Work order 1 -> According to the passage on the Plymouth algae bloom, how many different species of algae did the bloom contain?
Work order 2 -> Translate this sentence from the passage on the Plymouth algae bloom into Spanish: "In a statement the city council warned the bloom can cause nausea, dizziness or loss of memory."
Work order 3 -> Supply the next part of the passage on the Plymouth algae bloom, starting after its final sentence.

Text for analysis ->
Segment Open

On Friday evening Plymouth City Council and the agencies issued advice after the bloom was found to contain 12 different species of algae.
In a statement the city council warned the bloom can cause nausea, dizziness or loss of memory.
"There is also a possibility that scum or foam, which can come ashore on beaches, can cause irritation to some people with very sensitive skin," added a spokesman for the authority.
The Environment Agency said it believes the bloom is present only in the "Plymouth bay" and has not stretched to other outlying areas.
Last week The Herald received numerous calls from members of the public expressing concerns about the algae bloom. Some thought the bloom was in fact oil pollution.
But marine experts at Plymouth's Sir Alister Hardy Foundation for Ocean Science (SAHFOS) analysed the brown scum and found it to be plankton, or algae, and not pollution.

Segment Closed

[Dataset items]
Segment Open

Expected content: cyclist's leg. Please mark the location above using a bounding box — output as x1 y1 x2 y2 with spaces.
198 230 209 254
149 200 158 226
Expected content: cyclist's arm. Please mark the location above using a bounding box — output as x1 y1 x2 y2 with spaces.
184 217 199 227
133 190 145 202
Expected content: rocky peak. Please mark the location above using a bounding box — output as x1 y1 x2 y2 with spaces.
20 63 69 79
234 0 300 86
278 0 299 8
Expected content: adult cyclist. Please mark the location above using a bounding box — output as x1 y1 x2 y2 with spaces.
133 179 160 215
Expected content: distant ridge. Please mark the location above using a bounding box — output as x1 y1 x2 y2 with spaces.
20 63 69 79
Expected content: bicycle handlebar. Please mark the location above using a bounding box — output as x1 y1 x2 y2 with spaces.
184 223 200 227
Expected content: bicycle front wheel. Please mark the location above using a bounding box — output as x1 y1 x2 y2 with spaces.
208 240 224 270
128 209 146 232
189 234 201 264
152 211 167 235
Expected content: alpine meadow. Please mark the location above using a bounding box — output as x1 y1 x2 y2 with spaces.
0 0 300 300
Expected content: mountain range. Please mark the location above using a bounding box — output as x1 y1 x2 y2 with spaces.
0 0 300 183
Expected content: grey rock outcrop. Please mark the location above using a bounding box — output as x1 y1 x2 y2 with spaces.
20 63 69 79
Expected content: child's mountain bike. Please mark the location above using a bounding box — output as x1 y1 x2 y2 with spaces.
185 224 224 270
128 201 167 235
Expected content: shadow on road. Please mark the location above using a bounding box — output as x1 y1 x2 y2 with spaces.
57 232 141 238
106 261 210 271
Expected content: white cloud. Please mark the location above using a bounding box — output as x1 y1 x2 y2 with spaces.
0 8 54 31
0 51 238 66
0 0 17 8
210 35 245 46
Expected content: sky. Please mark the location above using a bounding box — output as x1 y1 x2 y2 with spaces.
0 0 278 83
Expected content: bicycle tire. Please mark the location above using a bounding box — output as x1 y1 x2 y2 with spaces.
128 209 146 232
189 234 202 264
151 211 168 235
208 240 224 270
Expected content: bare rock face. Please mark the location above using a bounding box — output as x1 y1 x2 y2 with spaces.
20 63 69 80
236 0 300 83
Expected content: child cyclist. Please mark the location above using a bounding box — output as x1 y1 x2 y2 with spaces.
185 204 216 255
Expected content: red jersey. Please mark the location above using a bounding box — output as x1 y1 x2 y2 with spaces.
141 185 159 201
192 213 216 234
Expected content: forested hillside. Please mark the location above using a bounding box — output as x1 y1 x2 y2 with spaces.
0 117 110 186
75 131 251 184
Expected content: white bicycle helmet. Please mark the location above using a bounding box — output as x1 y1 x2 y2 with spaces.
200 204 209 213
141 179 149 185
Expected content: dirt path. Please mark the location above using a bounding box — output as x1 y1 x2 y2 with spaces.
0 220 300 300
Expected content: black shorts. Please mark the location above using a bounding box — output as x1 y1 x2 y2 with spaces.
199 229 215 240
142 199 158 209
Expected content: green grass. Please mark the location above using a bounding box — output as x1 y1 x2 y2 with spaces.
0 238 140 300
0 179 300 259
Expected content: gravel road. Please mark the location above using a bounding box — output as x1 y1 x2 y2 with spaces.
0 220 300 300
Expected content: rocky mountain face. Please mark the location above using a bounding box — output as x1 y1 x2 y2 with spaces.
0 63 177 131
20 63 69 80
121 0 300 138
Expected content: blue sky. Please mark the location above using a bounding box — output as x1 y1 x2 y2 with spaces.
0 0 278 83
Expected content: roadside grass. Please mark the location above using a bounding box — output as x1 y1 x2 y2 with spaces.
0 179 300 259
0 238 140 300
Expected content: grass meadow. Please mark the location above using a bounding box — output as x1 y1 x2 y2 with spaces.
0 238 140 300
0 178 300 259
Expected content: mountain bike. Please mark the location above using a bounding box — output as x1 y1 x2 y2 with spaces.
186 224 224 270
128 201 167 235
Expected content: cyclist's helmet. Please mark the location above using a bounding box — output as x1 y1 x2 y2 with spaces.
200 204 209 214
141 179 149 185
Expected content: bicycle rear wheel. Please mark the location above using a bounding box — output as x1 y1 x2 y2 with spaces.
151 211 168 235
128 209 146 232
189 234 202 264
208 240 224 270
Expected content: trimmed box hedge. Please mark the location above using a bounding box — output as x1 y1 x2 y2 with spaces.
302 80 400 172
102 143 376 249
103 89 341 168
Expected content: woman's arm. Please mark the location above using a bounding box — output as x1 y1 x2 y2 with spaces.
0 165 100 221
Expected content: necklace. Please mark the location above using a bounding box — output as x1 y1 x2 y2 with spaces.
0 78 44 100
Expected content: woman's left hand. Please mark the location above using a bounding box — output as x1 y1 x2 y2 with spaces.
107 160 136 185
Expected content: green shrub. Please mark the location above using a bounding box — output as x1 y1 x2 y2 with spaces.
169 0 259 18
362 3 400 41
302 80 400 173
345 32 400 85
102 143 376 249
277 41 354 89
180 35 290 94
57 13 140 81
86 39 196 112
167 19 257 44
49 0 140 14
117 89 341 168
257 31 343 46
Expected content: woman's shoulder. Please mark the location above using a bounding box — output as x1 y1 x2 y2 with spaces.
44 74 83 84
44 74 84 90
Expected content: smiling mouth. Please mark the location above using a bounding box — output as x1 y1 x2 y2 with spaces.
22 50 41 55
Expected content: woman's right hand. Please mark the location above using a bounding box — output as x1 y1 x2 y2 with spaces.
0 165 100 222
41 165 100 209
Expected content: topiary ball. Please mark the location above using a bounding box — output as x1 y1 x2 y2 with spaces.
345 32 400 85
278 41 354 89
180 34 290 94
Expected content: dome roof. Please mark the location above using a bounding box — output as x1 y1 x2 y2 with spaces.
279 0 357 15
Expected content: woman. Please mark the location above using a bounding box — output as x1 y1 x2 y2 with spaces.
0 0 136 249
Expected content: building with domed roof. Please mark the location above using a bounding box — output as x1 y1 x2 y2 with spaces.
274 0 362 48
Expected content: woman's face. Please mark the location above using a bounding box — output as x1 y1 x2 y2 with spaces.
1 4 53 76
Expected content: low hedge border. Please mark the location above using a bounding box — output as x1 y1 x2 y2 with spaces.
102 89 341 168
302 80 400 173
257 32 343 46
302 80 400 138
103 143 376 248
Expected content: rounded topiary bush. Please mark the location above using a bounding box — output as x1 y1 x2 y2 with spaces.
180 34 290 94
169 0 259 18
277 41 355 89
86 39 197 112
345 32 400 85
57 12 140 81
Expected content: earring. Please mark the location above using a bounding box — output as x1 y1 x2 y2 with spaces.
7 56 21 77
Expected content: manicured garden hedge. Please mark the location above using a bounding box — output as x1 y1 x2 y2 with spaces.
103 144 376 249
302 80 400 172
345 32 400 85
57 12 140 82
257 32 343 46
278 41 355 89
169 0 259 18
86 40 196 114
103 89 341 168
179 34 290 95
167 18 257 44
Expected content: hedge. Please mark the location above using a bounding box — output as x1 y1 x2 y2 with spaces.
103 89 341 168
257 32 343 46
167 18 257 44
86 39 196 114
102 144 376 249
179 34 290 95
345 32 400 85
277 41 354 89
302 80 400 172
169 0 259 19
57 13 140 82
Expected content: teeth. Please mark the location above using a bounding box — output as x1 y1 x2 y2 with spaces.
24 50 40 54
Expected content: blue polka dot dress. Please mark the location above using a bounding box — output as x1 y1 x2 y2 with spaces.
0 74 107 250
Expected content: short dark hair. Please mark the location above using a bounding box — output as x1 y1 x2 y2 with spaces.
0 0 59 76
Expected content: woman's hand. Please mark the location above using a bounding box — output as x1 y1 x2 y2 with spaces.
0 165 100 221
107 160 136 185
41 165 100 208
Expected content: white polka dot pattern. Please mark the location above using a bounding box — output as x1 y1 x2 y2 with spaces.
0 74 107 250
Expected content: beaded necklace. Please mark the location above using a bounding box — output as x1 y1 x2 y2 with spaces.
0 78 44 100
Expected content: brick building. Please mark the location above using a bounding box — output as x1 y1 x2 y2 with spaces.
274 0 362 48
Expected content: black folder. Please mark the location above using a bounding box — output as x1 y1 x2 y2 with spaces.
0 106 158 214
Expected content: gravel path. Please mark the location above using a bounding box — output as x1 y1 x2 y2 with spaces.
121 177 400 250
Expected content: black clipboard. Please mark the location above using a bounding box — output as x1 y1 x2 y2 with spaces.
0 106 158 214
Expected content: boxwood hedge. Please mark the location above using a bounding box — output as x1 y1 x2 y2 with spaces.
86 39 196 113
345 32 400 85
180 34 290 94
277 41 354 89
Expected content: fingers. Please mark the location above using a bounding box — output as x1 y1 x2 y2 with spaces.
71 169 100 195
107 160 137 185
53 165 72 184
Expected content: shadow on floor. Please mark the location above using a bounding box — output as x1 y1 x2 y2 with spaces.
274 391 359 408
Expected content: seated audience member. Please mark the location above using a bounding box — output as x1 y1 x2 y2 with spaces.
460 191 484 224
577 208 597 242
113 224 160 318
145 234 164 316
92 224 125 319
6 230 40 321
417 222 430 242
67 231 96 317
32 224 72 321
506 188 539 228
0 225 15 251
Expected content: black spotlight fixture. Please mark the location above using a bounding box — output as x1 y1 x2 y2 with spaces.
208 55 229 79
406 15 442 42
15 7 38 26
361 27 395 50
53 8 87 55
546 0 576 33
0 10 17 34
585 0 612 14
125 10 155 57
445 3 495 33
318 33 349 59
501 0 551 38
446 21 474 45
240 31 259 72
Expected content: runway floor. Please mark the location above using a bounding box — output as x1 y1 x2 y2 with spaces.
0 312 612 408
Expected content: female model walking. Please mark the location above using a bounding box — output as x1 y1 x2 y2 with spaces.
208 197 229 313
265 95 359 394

Segment Closed

Exercise result 1 -> 12 different species.

Exercise result 2 -> En un comunicado, el ayuntamiento advirtió que la floración puede causar náuseas, mareos o pérdida de memoria.

Exercise result 3 ->
"Local residents may have noticed a brown scum that has enveloped the Plymouth shoreline in the past couple of days, and while it may not look very nice it is harmless and natural," said Gemma Brice, a plankton analyst at the SAHFOS last week.
"The scum has been caused by microscopic phytoplankton algae which has been in its spring bloom."
Phytoplankton are essentially the plants of the sea – they produce over 50 per cent of the world's oxygen.
Given the right conditions the phytoplankton will grow to large numbers - creating a bloom.
Gemma said the recent hot weather, combined with nutrients in the water, had caused the bloom to grow.
While the bloom is not toxic, it would not be very pleasant to swim in, Gemma added.